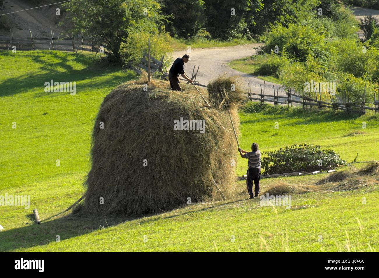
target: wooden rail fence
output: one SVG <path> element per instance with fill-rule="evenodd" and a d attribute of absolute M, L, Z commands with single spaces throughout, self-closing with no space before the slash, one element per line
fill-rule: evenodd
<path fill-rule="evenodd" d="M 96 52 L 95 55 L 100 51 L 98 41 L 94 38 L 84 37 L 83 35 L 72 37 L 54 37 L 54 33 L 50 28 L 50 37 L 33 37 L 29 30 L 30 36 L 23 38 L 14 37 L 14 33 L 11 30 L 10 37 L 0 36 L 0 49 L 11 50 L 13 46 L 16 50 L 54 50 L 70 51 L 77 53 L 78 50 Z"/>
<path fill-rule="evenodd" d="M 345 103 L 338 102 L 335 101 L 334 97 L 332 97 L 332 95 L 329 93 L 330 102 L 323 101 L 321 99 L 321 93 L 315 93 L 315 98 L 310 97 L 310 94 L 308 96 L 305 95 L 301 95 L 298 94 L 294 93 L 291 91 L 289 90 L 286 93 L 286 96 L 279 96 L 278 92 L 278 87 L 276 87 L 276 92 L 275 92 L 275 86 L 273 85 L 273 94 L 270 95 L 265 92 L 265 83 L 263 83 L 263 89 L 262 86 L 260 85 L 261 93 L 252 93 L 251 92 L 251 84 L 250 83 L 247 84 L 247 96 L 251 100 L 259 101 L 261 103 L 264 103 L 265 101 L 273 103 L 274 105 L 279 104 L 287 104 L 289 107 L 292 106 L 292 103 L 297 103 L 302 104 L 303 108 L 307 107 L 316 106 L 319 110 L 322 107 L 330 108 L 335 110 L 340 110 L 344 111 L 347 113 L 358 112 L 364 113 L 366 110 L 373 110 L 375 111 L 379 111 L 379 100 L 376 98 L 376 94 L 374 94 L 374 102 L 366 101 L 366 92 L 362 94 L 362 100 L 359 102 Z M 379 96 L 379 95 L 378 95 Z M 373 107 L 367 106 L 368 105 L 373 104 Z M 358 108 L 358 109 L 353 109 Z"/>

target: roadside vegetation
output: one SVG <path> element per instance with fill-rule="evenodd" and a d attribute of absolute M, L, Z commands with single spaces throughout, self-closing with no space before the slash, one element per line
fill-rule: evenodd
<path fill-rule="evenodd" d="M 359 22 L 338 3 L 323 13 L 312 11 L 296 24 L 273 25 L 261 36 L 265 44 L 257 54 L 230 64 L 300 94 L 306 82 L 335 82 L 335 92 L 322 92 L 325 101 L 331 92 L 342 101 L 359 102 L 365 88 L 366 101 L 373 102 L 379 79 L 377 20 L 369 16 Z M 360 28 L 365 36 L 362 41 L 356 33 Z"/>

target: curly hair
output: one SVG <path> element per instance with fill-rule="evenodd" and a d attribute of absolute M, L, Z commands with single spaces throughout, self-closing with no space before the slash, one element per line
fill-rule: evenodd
******
◆ **Written instruction**: Rewrite the data above with every "roadside vegetation" changed to "roadside shrubs" and everything else kept the same. Omit the pictures.

◆ **The result**:
target: wooden rail fence
output: one SVG <path> element per instance with fill-rule="evenodd" and a d attribute of absolute M, L, Z commands with single spaces throughout, self-closing with no space before the slash, one element per line
fill-rule: evenodd
<path fill-rule="evenodd" d="M 96 52 L 95 55 L 100 51 L 98 41 L 94 38 L 84 37 L 83 35 L 72 37 L 54 37 L 54 33 L 50 28 L 50 37 L 33 37 L 29 30 L 30 36 L 23 38 L 14 37 L 14 33 L 11 30 L 10 37 L 0 36 L 0 49 L 11 50 L 13 46 L 16 50 L 54 50 L 70 51 L 77 53 L 78 50 Z"/>
<path fill-rule="evenodd" d="M 345 103 L 338 102 L 335 101 L 334 97 L 332 97 L 332 95 L 329 93 L 330 102 L 323 101 L 321 99 L 321 93 L 315 93 L 315 98 L 310 97 L 310 94 L 308 96 L 305 95 L 301 95 L 298 94 L 294 93 L 291 91 L 289 90 L 286 93 L 286 96 L 279 96 L 278 92 L 278 87 L 276 87 L 276 92 L 275 92 L 275 86 L 273 85 L 273 94 L 270 95 L 265 92 L 265 83 L 263 83 L 263 89 L 262 86 L 260 85 L 261 93 L 252 93 L 251 92 L 251 84 L 250 83 L 247 84 L 247 96 L 251 100 L 259 101 L 261 103 L 264 103 L 265 101 L 273 103 L 274 105 L 279 104 L 287 104 L 289 107 L 292 106 L 292 103 L 297 103 L 302 104 L 303 108 L 307 107 L 316 106 L 319 110 L 322 107 L 330 108 L 335 110 L 340 110 L 344 111 L 347 113 L 358 112 L 364 113 L 366 110 L 373 110 L 375 111 L 379 111 L 379 100 L 376 98 L 376 94 L 374 94 L 374 102 L 366 101 L 366 92 L 362 94 L 362 100 L 359 102 Z M 379 96 L 379 95 L 378 95 Z M 373 107 L 367 106 L 368 105 L 373 104 Z M 358 108 L 358 109 L 353 109 Z"/>

target: roadside shrubs
output: one SVG <path> element per instance with fill-rule="evenodd" and a d attribute of absolute M, L, Z commands with single spaces throughout, self-closing with no space before the slash, one element per line
fill-rule: evenodd
<path fill-rule="evenodd" d="M 359 22 L 338 3 L 323 13 L 312 11 L 296 24 L 273 25 L 261 36 L 265 44 L 257 54 L 230 64 L 300 94 L 306 82 L 335 82 L 335 92 L 322 92 L 325 101 L 331 92 L 342 101 L 359 102 L 365 88 L 366 101 L 373 102 L 379 79 L 377 20 L 369 16 Z M 360 28 L 365 36 L 362 41 L 356 33 Z"/>

target: curly hair
output: one SVG <path> element per instance with fill-rule="evenodd" and a d attribute of absolute M, L, Z commands with single spaces throughout, self-closing with no space before the slash, one element per line
fill-rule: evenodd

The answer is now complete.